Direction:
Output exactly, please, the lines of the records below from the one containing "For the benchmark, annotate every instance of the limestone" through the final line.

Material supplied:
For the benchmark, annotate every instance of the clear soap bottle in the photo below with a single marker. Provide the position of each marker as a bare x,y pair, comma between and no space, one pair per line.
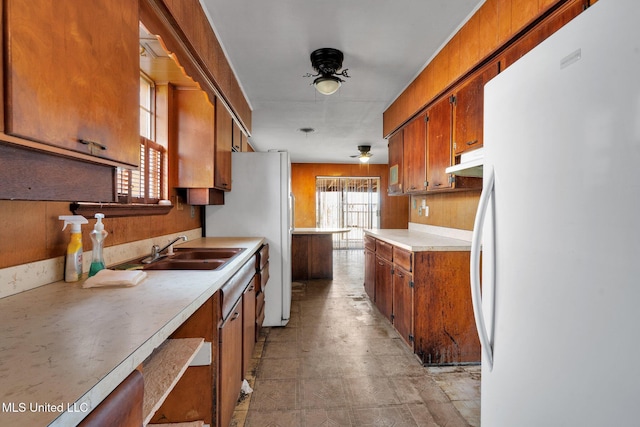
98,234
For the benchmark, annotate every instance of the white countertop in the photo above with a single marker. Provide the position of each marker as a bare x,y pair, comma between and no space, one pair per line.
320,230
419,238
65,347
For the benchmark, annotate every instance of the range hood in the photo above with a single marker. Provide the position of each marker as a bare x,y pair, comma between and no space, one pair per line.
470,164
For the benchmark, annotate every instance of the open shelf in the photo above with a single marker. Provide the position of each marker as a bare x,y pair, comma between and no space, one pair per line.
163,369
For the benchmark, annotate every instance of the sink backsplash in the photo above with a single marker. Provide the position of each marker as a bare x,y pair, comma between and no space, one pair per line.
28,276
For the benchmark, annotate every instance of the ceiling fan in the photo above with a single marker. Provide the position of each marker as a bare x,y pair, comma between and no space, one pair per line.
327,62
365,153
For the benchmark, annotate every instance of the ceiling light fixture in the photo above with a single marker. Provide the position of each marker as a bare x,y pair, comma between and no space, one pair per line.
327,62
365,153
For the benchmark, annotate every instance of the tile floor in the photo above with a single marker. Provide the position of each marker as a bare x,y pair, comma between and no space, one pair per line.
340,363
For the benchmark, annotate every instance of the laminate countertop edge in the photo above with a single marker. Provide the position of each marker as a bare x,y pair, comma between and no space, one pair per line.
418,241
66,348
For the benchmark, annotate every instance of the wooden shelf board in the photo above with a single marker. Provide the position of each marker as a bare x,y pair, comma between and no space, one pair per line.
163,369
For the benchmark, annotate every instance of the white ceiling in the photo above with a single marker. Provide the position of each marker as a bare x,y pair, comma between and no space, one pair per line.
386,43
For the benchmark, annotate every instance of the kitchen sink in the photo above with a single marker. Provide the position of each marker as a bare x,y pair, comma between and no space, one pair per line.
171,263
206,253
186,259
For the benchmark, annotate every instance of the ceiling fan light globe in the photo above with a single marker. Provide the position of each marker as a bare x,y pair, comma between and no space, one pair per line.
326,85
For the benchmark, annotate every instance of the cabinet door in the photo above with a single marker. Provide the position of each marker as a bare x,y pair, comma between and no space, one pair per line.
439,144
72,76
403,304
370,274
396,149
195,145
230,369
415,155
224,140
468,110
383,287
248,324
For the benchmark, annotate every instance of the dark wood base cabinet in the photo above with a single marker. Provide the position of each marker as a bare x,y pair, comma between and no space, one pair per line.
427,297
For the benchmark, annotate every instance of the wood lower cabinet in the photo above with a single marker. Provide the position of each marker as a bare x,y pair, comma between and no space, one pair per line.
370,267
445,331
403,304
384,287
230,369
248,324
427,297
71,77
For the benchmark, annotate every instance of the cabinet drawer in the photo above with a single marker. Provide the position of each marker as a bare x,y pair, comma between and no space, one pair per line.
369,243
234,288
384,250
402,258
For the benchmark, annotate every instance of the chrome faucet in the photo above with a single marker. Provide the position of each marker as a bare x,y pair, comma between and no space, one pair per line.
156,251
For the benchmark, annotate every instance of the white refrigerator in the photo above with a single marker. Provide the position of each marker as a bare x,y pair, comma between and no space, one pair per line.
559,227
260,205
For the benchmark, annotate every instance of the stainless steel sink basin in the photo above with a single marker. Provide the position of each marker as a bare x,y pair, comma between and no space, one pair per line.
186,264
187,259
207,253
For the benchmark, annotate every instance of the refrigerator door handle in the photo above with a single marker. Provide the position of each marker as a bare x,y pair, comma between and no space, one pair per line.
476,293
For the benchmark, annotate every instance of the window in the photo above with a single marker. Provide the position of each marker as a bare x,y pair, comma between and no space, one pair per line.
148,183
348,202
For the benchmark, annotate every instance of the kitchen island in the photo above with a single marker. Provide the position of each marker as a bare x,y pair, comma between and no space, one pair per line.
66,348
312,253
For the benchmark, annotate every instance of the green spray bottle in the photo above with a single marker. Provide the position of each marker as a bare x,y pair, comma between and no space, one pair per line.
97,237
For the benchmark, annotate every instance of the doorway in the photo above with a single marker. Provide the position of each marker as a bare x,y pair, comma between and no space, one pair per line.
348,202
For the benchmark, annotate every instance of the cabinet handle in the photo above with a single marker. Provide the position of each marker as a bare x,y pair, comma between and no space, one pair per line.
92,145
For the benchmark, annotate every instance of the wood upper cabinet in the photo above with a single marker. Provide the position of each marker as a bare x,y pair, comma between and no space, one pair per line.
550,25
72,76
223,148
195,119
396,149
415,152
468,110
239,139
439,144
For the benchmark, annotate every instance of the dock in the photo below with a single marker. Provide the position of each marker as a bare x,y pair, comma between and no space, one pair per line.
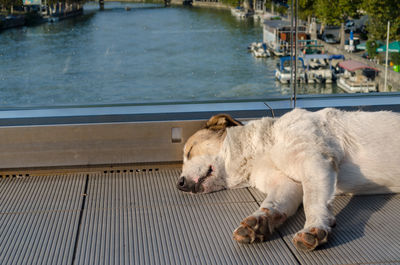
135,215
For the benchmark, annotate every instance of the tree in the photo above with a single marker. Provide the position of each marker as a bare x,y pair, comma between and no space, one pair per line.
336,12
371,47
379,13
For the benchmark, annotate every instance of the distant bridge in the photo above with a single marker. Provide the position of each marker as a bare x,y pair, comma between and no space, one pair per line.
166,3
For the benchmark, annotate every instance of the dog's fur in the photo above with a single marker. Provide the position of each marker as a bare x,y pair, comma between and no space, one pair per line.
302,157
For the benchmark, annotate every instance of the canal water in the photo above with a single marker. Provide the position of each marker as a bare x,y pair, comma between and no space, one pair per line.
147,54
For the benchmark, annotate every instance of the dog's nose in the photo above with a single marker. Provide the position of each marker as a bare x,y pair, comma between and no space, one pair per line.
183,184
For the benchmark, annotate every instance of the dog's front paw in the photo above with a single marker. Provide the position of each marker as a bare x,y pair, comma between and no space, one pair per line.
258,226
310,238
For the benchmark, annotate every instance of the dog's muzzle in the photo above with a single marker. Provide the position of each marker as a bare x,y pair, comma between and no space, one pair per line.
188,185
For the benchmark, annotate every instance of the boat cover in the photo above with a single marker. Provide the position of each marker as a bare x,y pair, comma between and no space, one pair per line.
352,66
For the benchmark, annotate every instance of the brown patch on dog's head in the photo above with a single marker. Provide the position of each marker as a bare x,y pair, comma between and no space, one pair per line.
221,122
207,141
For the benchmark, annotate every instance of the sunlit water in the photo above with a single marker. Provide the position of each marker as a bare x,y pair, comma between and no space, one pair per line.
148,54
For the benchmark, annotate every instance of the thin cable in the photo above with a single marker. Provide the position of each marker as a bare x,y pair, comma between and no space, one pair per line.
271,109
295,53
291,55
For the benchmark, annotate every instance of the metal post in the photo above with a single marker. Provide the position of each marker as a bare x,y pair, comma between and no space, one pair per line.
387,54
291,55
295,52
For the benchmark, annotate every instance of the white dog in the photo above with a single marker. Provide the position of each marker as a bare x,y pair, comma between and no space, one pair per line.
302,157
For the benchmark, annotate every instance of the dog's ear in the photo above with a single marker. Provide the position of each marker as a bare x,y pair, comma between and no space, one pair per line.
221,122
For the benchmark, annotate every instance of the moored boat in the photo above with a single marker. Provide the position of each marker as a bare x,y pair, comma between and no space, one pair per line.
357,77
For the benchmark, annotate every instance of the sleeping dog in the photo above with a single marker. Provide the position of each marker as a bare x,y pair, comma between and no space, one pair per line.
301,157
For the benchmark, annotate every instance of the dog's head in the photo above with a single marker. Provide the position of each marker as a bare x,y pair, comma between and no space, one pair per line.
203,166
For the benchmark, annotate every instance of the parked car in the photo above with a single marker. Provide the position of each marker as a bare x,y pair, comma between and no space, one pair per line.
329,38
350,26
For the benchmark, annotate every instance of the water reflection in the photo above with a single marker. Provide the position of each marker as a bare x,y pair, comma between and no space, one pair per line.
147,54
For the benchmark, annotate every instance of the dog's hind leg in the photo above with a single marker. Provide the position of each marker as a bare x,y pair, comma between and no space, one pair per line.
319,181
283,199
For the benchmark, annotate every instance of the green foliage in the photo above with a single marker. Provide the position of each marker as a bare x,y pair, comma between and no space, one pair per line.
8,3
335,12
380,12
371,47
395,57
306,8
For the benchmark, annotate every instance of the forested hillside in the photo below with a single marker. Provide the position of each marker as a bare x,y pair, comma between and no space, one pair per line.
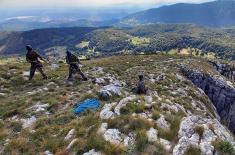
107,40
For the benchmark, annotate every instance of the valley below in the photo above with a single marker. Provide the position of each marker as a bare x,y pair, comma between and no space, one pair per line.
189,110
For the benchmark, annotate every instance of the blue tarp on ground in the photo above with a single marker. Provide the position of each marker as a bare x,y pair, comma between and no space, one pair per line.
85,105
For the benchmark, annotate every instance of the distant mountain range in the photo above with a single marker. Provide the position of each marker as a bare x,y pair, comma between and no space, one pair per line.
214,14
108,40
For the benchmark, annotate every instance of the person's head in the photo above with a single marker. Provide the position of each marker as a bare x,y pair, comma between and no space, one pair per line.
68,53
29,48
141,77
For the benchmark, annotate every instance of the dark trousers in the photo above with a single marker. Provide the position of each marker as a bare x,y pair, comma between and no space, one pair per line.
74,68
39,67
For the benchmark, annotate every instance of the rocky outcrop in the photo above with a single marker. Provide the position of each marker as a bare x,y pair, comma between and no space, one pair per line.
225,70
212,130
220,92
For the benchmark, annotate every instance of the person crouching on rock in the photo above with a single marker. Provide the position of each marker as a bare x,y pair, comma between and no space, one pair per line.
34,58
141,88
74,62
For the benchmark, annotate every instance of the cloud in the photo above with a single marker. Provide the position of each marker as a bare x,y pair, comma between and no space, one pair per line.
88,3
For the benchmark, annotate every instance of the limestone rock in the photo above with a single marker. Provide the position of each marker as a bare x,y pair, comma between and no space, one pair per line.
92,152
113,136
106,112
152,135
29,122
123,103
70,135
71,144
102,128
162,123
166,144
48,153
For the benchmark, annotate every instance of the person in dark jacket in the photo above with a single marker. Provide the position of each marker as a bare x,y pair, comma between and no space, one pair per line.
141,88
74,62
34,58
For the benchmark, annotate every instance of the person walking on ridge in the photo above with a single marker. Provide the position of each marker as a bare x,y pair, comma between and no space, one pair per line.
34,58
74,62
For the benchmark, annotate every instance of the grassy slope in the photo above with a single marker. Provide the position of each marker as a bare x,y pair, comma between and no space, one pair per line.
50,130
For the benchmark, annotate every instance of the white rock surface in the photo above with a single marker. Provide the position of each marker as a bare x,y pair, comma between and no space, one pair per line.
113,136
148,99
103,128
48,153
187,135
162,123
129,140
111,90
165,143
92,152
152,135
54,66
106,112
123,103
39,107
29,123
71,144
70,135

Result:
For the benchmark, annotate every instance of the limestone rock in the photo above with a single marker. Provide the position of each marker as a bare x,y pair, comma between and no space, one pair per line.
92,152
113,136
106,112
152,135
29,122
123,103
70,135
71,144
102,128
162,123
166,144
48,153
For the benchmark, annotate every instance of the person in dark jacket in the photo above with a single marker. Provide the position of each marker as a bare x,y pair, comma between and no space, one pair per line.
141,88
74,62
34,58
For the benchmark, annotate every instance of the person walking on ridge in the photo above with a single marker. Provide the position of each marker as a bare x,y pair, comma between and no space, one pair per line.
34,58
74,62
For the benchmark, annotate every instance of the grassy slope in the photo above with a single marker. Provide the position of each marker as a bare x,y pair, comma between and no space, one pair per line.
50,130
For the benchmark, annotate every instance of the white rock surface in the photo above with a single marker. Provide the position of each marker as a bare x,y pair, comma between and no space, one pair per line.
113,136
148,99
103,128
48,153
187,135
162,123
129,140
111,90
165,143
92,152
152,135
54,66
106,112
123,103
39,107
29,123
71,144
70,135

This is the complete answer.